[Stored data entries]
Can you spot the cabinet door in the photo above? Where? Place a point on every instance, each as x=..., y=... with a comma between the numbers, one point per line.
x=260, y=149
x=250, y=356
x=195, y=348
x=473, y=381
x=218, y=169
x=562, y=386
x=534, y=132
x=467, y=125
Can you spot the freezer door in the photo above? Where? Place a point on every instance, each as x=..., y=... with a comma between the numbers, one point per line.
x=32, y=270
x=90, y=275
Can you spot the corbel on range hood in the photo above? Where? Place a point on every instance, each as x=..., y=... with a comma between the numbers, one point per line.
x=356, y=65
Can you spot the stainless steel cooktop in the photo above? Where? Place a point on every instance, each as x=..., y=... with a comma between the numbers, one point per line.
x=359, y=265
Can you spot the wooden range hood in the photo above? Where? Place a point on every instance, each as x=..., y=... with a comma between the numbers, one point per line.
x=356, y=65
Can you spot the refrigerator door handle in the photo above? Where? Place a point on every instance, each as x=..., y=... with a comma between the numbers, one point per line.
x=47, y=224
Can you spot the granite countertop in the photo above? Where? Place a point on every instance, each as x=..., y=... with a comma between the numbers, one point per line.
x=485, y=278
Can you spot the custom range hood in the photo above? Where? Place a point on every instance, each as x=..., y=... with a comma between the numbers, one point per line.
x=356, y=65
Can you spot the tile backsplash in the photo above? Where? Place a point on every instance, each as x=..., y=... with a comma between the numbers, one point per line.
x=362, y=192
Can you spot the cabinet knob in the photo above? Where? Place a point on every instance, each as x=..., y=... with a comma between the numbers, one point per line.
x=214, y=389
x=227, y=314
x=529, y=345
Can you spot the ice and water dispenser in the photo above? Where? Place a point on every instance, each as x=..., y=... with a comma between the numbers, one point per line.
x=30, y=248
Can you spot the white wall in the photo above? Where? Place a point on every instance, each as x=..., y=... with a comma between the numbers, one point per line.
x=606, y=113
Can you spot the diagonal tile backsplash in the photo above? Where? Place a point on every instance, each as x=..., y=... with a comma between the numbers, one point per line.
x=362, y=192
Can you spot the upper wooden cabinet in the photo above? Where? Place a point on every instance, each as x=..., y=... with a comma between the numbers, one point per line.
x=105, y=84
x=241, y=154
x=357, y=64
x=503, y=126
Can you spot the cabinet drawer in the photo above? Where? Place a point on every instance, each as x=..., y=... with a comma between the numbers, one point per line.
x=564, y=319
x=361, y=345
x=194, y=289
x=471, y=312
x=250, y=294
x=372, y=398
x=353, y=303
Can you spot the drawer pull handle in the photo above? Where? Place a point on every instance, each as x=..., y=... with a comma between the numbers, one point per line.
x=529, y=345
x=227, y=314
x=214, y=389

**What to produce:** Transcribe the records in full, keeping every character as it is.

**Response to the exercise:**
Can you spot the cabinet door in the photo above? Where? Place a point on every instance, each as x=..., y=... with a comma between the numbers, one point per line.
x=260, y=149
x=250, y=356
x=195, y=348
x=473, y=381
x=218, y=169
x=562, y=386
x=534, y=132
x=467, y=125
Can you spot the freezer door in the photo above? Where? Place a point on every instance, each as x=..., y=... with a comma between the numbers, one point per line.
x=32, y=270
x=90, y=275
Can you spot the corbel on range hood in the photo above? Where? Place a point on every instance, each as x=..., y=... with a comma between the numbers, one point per line.
x=356, y=65
Can you spot the stainless steel cooktop in the photo above? Where? Place a point on every instance, each as x=..., y=... with a comma between the numbers, one point per line.
x=359, y=265
Can you spot the wooden range hood in the photo above? Where? Place a point on every instance, each as x=..., y=... with a comma between the numbers, one point per line.
x=356, y=65
Can you spot the refrigerator door handle in the photo above? Where? Place a point on every instance, each as x=..., y=... with a comma between the numbers, one point per line.
x=47, y=224
Can you spot the granite countertop in the photo above? Where? Place a point on every instance, each as x=..., y=... with a comma between the numbers, one point per line.
x=485, y=278
Can you spot the custom range hood in the photo above? Where? Place a point on every instance, each as x=..., y=... with a comma between the numbers, one point per line.
x=356, y=65
Can you spot the tile backsplash in the photo above? Where? Place a point on every instance, each as x=..., y=... with a comma between the numbers, one point per line.
x=362, y=192
Can you spot the cabinet knob in the photo above? Where? Place a point on every instance, each as x=..., y=... with a comma between the numbers, one point per line.
x=214, y=389
x=227, y=314
x=529, y=345
Can you spot the ice and water dispenser in the photo above? Where? Place a point on every instance, each as x=..., y=... with a comma between the numbers, one point per line.
x=30, y=248
Can you spot the white wall in the photo above? Where? Place a point on every instance, each as x=..., y=... with a comma between the numbers, one point per line.
x=606, y=113
Can you spot the diagonal tile backsplash in the photo above? Where? Place a point on every instance, each as x=..., y=... with a comma between the numbers, one point per line.
x=362, y=192
Can you spot the upper wooden cabinet in the photo above? Where? Place a point on every instance, each as x=..., y=... with a comma between the numbers, one point per line.
x=105, y=84
x=241, y=154
x=357, y=64
x=503, y=126
Can you spot the cabinet drawer in the photo above? Where? Place a point on every instance, each as x=..., y=... with a comma between the numbers, one point per line.
x=564, y=319
x=361, y=345
x=194, y=289
x=471, y=312
x=250, y=294
x=372, y=398
x=353, y=303
Can you spot the drawer pull handle in the photo above? Where? Place a point on every instance, each as x=..., y=... with a comma between the numbers, one point per line.
x=529, y=345
x=227, y=314
x=214, y=389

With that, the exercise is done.